Referring expression data:
+ + + + +

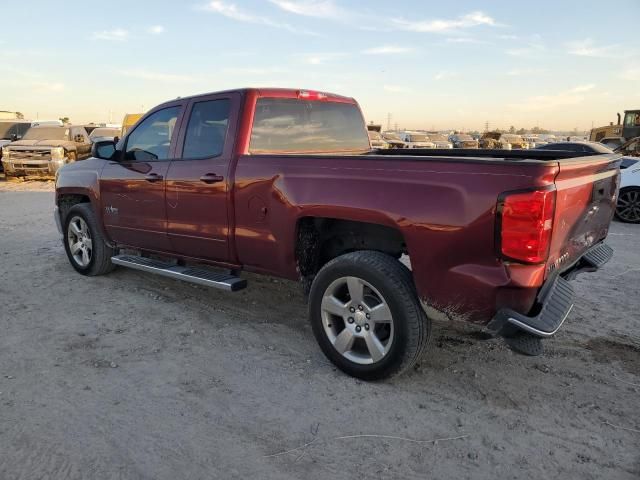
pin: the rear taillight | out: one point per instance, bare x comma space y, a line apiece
525, 221
311, 95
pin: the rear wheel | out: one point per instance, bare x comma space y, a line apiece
366, 316
628, 207
84, 243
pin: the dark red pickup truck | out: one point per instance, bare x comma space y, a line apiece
284, 183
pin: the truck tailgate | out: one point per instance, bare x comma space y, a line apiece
585, 203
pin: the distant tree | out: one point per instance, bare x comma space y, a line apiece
538, 130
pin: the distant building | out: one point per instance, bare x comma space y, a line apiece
4, 115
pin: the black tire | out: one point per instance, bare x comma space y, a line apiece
412, 328
628, 213
101, 253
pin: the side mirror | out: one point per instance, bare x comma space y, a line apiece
104, 149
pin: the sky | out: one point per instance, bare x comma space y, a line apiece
410, 63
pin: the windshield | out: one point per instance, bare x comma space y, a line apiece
391, 136
47, 133
512, 138
464, 138
437, 137
288, 125
104, 132
9, 129
418, 138
632, 119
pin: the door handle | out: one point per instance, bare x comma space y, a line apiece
211, 178
153, 177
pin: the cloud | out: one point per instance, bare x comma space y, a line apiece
310, 8
631, 73
469, 20
387, 50
588, 48
468, 40
539, 103
47, 87
583, 88
116, 35
157, 76
522, 72
155, 29
321, 58
395, 89
230, 10
530, 50
253, 71
444, 75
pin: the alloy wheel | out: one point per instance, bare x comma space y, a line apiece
357, 320
79, 240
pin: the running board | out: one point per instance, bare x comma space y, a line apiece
200, 276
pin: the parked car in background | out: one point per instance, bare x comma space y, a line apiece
103, 133
416, 140
628, 205
393, 139
129, 121
612, 142
463, 140
586, 147
494, 140
281, 182
439, 140
10, 131
44, 149
516, 141
376, 140
534, 141
548, 137
50, 123
630, 148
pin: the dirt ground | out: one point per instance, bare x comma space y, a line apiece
132, 376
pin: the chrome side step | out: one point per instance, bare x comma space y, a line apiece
200, 276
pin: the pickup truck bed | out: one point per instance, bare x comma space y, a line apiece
295, 191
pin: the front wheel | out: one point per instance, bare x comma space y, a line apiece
366, 317
628, 207
84, 243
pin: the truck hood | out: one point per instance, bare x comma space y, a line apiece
43, 143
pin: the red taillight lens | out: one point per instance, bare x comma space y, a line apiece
311, 95
526, 223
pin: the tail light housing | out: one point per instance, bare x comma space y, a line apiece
525, 224
311, 95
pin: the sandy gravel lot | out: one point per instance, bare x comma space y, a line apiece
131, 376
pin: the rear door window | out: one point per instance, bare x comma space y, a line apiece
286, 125
207, 129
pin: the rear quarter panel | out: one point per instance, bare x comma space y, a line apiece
445, 211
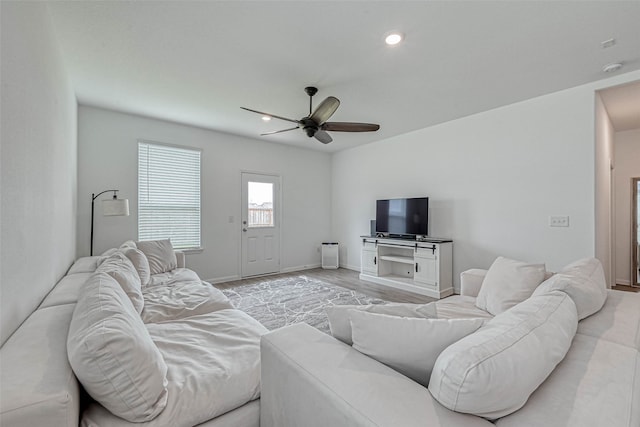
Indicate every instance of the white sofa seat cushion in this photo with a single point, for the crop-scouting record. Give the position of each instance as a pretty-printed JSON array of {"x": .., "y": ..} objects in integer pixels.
[
  {"x": 177, "y": 275},
  {"x": 459, "y": 307},
  {"x": 112, "y": 353},
  {"x": 38, "y": 385},
  {"x": 140, "y": 263},
  {"x": 584, "y": 282},
  {"x": 84, "y": 265},
  {"x": 181, "y": 300},
  {"x": 507, "y": 283},
  {"x": 160, "y": 255},
  {"x": 214, "y": 367},
  {"x": 66, "y": 290},
  {"x": 408, "y": 345},
  {"x": 340, "y": 320},
  {"x": 597, "y": 384},
  {"x": 492, "y": 372},
  {"x": 118, "y": 266}
]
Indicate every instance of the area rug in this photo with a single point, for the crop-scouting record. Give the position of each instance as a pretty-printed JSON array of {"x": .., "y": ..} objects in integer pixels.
[{"x": 280, "y": 302}]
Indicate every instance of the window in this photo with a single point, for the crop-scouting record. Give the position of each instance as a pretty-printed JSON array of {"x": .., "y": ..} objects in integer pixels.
[{"x": 169, "y": 194}]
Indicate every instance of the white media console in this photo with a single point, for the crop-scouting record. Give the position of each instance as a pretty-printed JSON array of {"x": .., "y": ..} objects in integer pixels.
[{"x": 422, "y": 266}]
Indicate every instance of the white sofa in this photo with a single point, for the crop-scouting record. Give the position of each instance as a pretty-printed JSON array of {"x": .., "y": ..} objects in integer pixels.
[
  {"x": 312, "y": 379},
  {"x": 209, "y": 352}
]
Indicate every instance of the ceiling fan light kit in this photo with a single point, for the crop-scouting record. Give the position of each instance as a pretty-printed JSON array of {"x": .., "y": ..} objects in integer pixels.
[{"x": 316, "y": 124}]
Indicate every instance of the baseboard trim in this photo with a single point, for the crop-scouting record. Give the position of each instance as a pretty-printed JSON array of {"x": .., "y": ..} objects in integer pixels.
[
  {"x": 223, "y": 279},
  {"x": 300, "y": 268}
]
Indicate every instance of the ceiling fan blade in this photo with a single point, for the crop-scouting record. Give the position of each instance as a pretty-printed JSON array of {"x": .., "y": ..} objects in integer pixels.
[
  {"x": 325, "y": 110},
  {"x": 349, "y": 127},
  {"x": 270, "y": 115},
  {"x": 278, "y": 131},
  {"x": 323, "y": 137}
]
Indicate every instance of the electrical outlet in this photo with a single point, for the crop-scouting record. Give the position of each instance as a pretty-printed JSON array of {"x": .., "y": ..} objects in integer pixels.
[{"x": 559, "y": 221}]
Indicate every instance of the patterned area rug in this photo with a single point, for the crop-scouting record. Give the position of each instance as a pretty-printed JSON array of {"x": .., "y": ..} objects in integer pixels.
[{"x": 281, "y": 302}]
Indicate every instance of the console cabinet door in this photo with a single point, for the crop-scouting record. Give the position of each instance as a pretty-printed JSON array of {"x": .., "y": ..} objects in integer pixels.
[
  {"x": 426, "y": 268},
  {"x": 369, "y": 261}
]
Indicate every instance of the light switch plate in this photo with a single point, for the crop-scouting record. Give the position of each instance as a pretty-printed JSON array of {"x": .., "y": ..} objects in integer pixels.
[{"x": 559, "y": 221}]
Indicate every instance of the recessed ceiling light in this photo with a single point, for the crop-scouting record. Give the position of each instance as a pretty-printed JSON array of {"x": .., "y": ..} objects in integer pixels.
[
  {"x": 611, "y": 68},
  {"x": 393, "y": 39},
  {"x": 608, "y": 43}
]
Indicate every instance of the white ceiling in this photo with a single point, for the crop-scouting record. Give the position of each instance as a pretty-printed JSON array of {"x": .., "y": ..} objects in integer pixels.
[{"x": 198, "y": 62}]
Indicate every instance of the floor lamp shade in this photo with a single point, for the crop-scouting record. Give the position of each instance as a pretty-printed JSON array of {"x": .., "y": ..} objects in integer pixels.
[
  {"x": 115, "y": 207},
  {"x": 110, "y": 207}
]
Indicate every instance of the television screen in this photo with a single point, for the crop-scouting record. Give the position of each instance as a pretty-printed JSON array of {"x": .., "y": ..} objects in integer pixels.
[{"x": 403, "y": 216}]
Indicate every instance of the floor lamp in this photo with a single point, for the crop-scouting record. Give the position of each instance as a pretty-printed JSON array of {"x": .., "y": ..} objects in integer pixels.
[{"x": 110, "y": 207}]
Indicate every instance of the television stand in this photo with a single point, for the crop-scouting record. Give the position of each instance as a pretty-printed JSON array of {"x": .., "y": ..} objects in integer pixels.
[{"x": 423, "y": 266}]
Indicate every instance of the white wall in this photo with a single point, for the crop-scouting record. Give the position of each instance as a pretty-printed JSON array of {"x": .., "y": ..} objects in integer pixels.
[
  {"x": 107, "y": 157},
  {"x": 604, "y": 236},
  {"x": 38, "y": 213},
  {"x": 493, "y": 180},
  {"x": 627, "y": 166}
]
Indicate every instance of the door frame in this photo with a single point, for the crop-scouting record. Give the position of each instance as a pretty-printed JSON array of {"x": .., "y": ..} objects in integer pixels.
[
  {"x": 277, "y": 219},
  {"x": 634, "y": 232}
]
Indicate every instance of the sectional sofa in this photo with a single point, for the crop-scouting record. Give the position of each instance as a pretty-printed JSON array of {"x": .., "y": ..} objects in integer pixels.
[
  {"x": 132, "y": 337},
  {"x": 508, "y": 352}
]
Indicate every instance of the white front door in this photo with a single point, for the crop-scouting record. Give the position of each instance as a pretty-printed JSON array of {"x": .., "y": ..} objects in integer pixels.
[{"x": 260, "y": 224}]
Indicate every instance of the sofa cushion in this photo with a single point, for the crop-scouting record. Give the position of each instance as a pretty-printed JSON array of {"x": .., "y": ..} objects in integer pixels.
[
  {"x": 213, "y": 367},
  {"x": 408, "y": 345},
  {"x": 170, "y": 278},
  {"x": 584, "y": 282},
  {"x": 66, "y": 290},
  {"x": 340, "y": 321},
  {"x": 160, "y": 255},
  {"x": 181, "y": 300},
  {"x": 459, "y": 307},
  {"x": 597, "y": 384},
  {"x": 492, "y": 372},
  {"x": 120, "y": 268},
  {"x": 84, "y": 265},
  {"x": 112, "y": 353},
  {"x": 507, "y": 283},
  {"x": 140, "y": 263},
  {"x": 38, "y": 385}
]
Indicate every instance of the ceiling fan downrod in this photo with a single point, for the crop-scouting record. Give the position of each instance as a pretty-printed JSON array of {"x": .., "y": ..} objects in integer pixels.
[{"x": 310, "y": 90}]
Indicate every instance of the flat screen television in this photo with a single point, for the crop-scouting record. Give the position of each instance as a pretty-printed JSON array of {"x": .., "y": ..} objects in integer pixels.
[{"x": 403, "y": 217}]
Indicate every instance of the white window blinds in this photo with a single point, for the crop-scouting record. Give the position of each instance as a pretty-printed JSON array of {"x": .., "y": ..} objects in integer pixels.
[{"x": 169, "y": 194}]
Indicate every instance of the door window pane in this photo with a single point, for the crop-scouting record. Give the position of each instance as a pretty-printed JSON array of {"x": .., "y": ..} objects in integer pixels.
[{"x": 260, "y": 204}]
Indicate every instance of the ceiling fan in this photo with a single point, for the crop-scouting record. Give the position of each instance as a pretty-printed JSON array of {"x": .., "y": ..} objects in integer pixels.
[{"x": 316, "y": 124}]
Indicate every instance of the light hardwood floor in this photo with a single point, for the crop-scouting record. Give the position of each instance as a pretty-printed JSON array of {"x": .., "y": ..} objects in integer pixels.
[{"x": 341, "y": 277}]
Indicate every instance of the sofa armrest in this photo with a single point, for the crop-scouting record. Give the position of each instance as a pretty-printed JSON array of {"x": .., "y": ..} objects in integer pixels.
[
  {"x": 311, "y": 379},
  {"x": 180, "y": 256},
  {"x": 471, "y": 281}
]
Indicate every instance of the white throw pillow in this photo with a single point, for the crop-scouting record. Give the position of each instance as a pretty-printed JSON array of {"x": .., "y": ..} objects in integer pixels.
[
  {"x": 408, "y": 345},
  {"x": 340, "y": 322},
  {"x": 160, "y": 255},
  {"x": 492, "y": 372},
  {"x": 584, "y": 282},
  {"x": 112, "y": 354},
  {"x": 141, "y": 264},
  {"x": 120, "y": 268},
  {"x": 507, "y": 283}
]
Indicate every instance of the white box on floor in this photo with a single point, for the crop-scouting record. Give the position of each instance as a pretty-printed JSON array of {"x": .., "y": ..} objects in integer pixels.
[{"x": 330, "y": 255}]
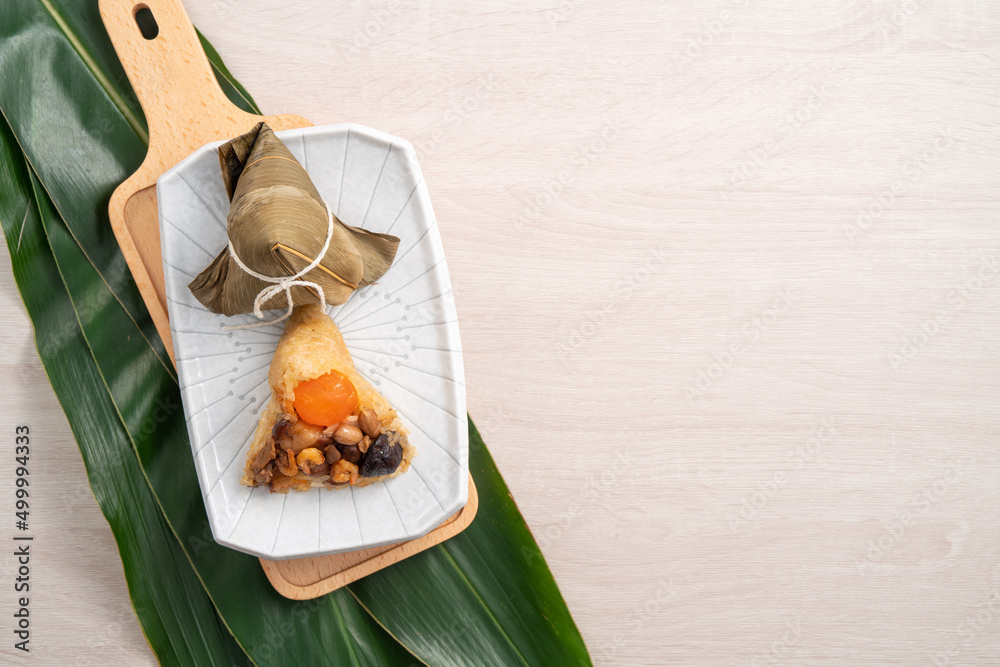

+ + + + +

* _What this task involves_: Start with the line that holds "Indicate every instance of the sofa armrest" and retype each line through the last one in the data, exactly and without pictures.

* _Task output_:
Indicate every instance of the sofa armrest in this photo with a single point, for the crop-scouting record. Give the position of each instance as a pretty-printed JSON array of {"x": .., "y": ..} objects in integer pixels.
[
  {"x": 311, "y": 379},
  {"x": 180, "y": 256},
  {"x": 471, "y": 281}
]
Indicate every instance of the white throw pillow in this photo with a single point, for the crop-scouting record. Give the position of each instance as a pretty-printed JSON array of {"x": .., "y": ..} objects in integer pixels.
[
  {"x": 408, "y": 345},
  {"x": 340, "y": 322},
  {"x": 160, "y": 255},
  {"x": 492, "y": 372},
  {"x": 584, "y": 282},
  {"x": 112, "y": 354},
  {"x": 141, "y": 264},
  {"x": 120, "y": 268},
  {"x": 507, "y": 283}
]
Indicate every instance of the white box on floor in this photo with a single point, for the crop-scouting record. Give the position of each instance as a pretty-printed JSON array of {"x": .., "y": ..} objects in integer pixels.
[{"x": 330, "y": 255}]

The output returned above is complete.